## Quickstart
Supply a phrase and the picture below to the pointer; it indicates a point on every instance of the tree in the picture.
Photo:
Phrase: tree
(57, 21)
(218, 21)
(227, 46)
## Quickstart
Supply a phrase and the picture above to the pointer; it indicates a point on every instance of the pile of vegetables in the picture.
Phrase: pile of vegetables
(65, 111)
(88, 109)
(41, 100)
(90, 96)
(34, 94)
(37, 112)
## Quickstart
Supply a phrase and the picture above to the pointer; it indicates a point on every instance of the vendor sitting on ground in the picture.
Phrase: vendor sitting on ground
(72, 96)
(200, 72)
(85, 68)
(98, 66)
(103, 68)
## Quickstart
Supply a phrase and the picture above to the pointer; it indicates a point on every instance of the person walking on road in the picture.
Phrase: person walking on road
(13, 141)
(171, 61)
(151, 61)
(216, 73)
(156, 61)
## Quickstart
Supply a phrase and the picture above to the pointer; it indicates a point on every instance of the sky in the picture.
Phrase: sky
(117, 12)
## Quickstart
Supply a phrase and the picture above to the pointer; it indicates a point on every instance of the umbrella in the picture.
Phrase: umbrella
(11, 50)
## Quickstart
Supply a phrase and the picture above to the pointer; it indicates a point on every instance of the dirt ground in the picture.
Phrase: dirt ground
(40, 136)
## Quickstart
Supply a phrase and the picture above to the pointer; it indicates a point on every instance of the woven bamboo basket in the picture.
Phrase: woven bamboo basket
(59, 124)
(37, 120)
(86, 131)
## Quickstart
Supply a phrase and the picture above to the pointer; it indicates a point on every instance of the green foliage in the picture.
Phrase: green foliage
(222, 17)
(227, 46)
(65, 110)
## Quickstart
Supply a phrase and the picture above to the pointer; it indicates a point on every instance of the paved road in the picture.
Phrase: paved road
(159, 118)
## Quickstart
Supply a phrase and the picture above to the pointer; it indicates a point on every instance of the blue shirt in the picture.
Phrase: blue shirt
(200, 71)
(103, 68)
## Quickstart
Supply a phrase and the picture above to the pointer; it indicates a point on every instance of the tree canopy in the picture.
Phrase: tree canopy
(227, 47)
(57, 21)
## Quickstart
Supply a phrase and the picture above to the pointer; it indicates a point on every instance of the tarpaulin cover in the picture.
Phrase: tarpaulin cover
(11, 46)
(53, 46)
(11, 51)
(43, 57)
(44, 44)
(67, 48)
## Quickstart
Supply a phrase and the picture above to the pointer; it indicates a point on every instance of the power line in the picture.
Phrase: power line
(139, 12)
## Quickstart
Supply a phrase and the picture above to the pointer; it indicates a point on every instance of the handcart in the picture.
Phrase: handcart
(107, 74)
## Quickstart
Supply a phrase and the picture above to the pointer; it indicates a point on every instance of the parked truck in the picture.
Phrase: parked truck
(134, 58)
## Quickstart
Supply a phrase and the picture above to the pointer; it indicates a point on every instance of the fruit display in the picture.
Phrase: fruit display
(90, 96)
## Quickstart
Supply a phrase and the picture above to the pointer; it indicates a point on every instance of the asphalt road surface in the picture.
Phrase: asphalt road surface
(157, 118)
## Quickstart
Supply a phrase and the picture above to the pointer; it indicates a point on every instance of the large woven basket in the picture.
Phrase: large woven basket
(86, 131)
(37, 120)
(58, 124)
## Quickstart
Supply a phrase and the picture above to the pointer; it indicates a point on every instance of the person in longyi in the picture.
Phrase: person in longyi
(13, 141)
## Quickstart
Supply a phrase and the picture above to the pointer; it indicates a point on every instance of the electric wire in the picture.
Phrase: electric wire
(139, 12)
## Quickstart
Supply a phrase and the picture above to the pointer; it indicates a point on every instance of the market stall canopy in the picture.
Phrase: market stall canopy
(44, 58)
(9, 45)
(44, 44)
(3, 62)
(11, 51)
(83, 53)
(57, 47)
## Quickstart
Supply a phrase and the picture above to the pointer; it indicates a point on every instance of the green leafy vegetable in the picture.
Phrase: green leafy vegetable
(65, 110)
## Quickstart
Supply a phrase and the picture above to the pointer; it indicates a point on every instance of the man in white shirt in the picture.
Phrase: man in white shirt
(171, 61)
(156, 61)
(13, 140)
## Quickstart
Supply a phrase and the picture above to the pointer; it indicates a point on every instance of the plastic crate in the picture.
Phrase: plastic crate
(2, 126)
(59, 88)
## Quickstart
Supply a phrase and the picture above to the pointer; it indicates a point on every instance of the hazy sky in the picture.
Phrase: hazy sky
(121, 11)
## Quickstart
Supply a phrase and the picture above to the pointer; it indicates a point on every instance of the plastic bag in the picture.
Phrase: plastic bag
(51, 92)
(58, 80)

_ _ _

*DIRECTIONS FOR THIS TASK*. Print the material above once more, exactly.

*COMPLETE ANSWER*.
## Quickstart
Supply a phrase and the picture below to the pointer; it indicates a point on every instance of the tree in the picture.
Photo:
Phrase: tree
(57, 21)
(218, 21)
(227, 46)
## Quickstart
Supply a phrase and the picture above to the pointer; it indicates a point on every instance of the pile of vegetables in the picture.
Phrase: pile of vegetables
(65, 111)
(88, 109)
(41, 100)
(90, 96)
(34, 94)
(37, 112)
## Quickstart
Supply a phrase and the picture above to the pointer; it indicates a point on every instance of the vendor sitting on ground in the picture.
Phrase: vendor sitting on ground
(72, 96)
(200, 72)
(85, 68)
(98, 66)
(103, 68)
## Quickstart
Supply a phrase and the picture above to the pointer; it indicates a point on every instance of the person walking on road in the picture.
Phrase: person walking on road
(13, 141)
(171, 61)
(151, 61)
(216, 73)
(156, 61)
## Quickstart
Supply a phrase and the picture above to the pointer; it indicates a point on every instance of the sky in the picture.
Phrase: sky
(117, 12)
## Quickstart
Supply a phrase and the picture above to the pointer; it indicates a point on every instance of the umbrella in the picture.
Phrase: umbrella
(11, 50)
## Quickstart
Supply a phrase and the picture above to the pointer; it indicates a point on every instance of the dirt ground in the picture.
Phrase: dirt ground
(40, 136)
## Quickstart
Supply a phrase and the picture above to the pointer; it indicates a point on every instance of the woven bamboo basket in the picture.
Phrase: woven bamboo basket
(59, 124)
(37, 120)
(86, 131)
## Quickstart
Supply a phrase and the picture above to the pointer; it indicates a point on every instance of the green foliage in the picture.
Phrase: green foliage
(222, 17)
(227, 46)
(65, 110)
## Quickstart
Supply a phrase and the picture above to the pointer; it indicates a point on every instance of the paved road in the picture.
Phrase: paved road
(159, 118)
## Quickstart
Supply a phrase and the picture above to the pointer; it indicates a point on every instance of the blue shirt in the picture.
Phrase: blue shirt
(200, 71)
(103, 68)
## Quickstart
Supply a phrase and the picture above to the pointer; it indicates a point on every instance of the tree canopy in the picture.
Phrase: tree canopy
(227, 47)
(57, 21)
## Quickstart
Supply a phrase and the picture above to the pointer; it indicates a point on every instance of the tarpaulin cover in the picture.
Phrase: tarpaulin cover
(11, 46)
(53, 46)
(11, 51)
(43, 57)
(44, 44)
(67, 48)
## Quickstart
Supply a phrase and the picture above to the pointer; it indicates a point on every instance of the power line in the picture.
Phrase: power line
(139, 12)
## Quickstart
Supply a phrase and the picture above to the pointer; it indicates a point on every instance of the handcart in the picture.
Phrase: handcart
(107, 74)
## Quickstart
Supply a phrase and the picture above to the pointer; it indicates a point on every instance of the parked truck in the picture.
Phrase: parked truck
(134, 58)
## Quickstart
Supply a phrase and the picture above to the pointer; it indicates a point on every instance of the fruit display in the picture.
Phrase: fruit display
(90, 96)
## Quickstart
Supply a phrase and the picture above to the pointer; it indicates a point on every instance of the asphalt road surface in the picture.
Phrase: asphalt road surface
(157, 118)
## Quickstart
Supply a phrase and the picture above to the pointer; it indicates a point on every instance of the large woven basket in the picture.
Phrase: large woven basket
(86, 131)
(37, 120)
(58, 124)
## Quickstart
Supply a phrase and the picture above to the pointer; it indicates a point on every instance of the person in longyi in the picture.
Phrase: person in longyi
(13, 141)
## Quickstart
Supply a phrase and the picture above to the pointer; it indicates a point on every instance of the electric wire in the picture.
Phrase: electric wire
(139, 12)
## Quickstart
Supply a phrase and the picture above to the pointer; it indicates a point on every instance of the market stall canopy in the picture.
Phrase: market stall canopy
(44, 58)
(9, 45)
(44, 44)
(3, 62)
(11, 51)
(83, 53)
(57, 47)
## Quickstart
Supply a phrase and the picture above to the pointer; it indicates a point on every instance of the green leafy vegetable in the picture.
Phrase: green leafy vegetable
(65, 110)
## Quickstart
Supply a phrase and the picture above to the pointer; it indicates a point on every instance of the man in white shirt in the picture.
Phrase: man in white shirt
(171, 61)
(156, 61)
(13, 140)
## Quickstart
Supply a phrase and the picture above to the pointer; it indicates a point on every instance of the plastic crate in the picture.
Phrase: plastic crate
(2, 126)
(59, 88)
## Quickstart
Supply a phrase and the picture above to the pointer; it indicates a point on every instance of the hazy sky in the picture.
Phrase: hazy sky
(121, 11)
## Quickstart
Supply a phrase and the picture above to the pointer; it indicates a point on every instance of the plastic bag in the picture.
Phrase: plastic bag
(51, 92)
(58, 80)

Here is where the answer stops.